— STATED TASK —
Return every row below word for word, changing nothing.
..........
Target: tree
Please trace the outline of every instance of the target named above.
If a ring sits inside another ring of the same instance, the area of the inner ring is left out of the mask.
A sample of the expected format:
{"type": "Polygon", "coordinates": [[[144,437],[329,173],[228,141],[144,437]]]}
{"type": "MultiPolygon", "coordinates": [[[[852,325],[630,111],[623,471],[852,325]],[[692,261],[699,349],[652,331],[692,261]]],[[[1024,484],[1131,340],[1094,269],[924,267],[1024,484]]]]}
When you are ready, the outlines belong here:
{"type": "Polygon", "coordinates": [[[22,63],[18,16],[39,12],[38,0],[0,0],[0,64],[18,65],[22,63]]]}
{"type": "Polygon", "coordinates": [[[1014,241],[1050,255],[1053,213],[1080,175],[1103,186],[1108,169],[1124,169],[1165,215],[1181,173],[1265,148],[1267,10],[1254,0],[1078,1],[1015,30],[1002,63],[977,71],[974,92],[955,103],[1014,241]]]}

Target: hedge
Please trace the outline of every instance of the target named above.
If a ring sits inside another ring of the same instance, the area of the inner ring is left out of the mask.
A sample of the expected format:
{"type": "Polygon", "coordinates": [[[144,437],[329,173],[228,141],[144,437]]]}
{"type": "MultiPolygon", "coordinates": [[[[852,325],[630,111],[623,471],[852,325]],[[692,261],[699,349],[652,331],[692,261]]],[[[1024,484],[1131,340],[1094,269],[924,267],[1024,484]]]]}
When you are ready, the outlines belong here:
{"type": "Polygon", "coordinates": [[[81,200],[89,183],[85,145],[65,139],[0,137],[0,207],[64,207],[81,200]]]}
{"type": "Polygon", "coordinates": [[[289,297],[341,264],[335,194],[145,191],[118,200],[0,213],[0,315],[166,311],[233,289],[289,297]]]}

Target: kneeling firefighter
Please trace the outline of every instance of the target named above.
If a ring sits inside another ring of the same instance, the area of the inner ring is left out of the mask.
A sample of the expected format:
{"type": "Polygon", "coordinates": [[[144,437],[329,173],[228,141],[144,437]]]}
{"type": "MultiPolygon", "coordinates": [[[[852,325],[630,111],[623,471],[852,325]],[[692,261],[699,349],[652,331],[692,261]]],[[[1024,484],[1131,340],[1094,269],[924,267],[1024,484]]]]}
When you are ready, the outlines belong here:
..........
— ANSWER BELOW —
Target: tree
Please trace the outline of every instance of the target named above.
If a ring sits inside another ring of the same instance, the area of the inner ring is left out of the mask.
A sample of the expected format:
{"type": "Polygon", "coordinates": [[[144,437],[329,173],[228,141],[144,437]]]}
{"type": "MultiPolygon", "coordinates": [[[[852,325],[630,111],[623,471],[852,325]],[[692,261],[699,349],[652,331],[692,261]]],[[[1024,484],[1131,340],[1094,269],[924,267],[1024,484]]]]}
When you are ready, the outlines belong here:
{"type": "Polygon", "coordinates": [[[22,63],[18,16],[39,12],[38,0],[0,0],[0,64],[18,65],[22,63]]]}
{"type": "Polygon", "coordinates": [[[1014,241],[1050,255],[1053,213],[1080,175],[1103,186],[1108,169],[1124,169],[1165,215],[1181,173],[1265,148],[1267,10],[1254,0],[1078,1],[1015,30],[1002,63],[977,71],[974,92],[955,103],[1014,241]]]}

Target: hedge
Please trace the outline of every instance of the target named above.
If a ring sits inside another ring of the same instance, the area of the inner ring is left out of the mask.
A sample of the expected format:
{"type": "Polygon", "coordinates": [[[144,437],[329,173],[228,141],[144,437]]]}
{"type": "MultiPolygon", "coordinates": [[[[852,325],[630,111],[623,471],[852,325]],[[692,261],[699,349],[652,331],[692,261]]],[[[1024,484],[1131,340],[1094,269],[924,267],[1024,484]]]]}
When you are ready, the outlines belong here:
{"type": "Polygon", "coordinates": [[[81,200],[89,183],[85,145],[65,139],[0,137],[0,207],[64,207],[81,200]]]}
{"type": "Polygon", "coordinates": [[[289,297],[341,264],[335,194],[145,191],[118,200],[0,213],[0,315],[166,311],[233,289],[289,297]]]}

Target: kneeling firefighter
Please trace the outline of every instance of the target named above.
If a ring sits inside another ring of the same instance, the area of the inner ring is left out of the mask.
A sample of the expected format:
{"type": "Polygon", "coordinates": [[[144,437],[329,173],[228,141],[144,437]]]}
{"type": "MultiPolygon", "coordinates": [[[[852,325],[630,111],[623,471],[852,325]],[[692,261],[699,349],[652,331],[692,261]]],[[[1024,484],[1131,340],[1094,269],[924,267],[1024,484]]]]}
When you are ready, the outlines belong here:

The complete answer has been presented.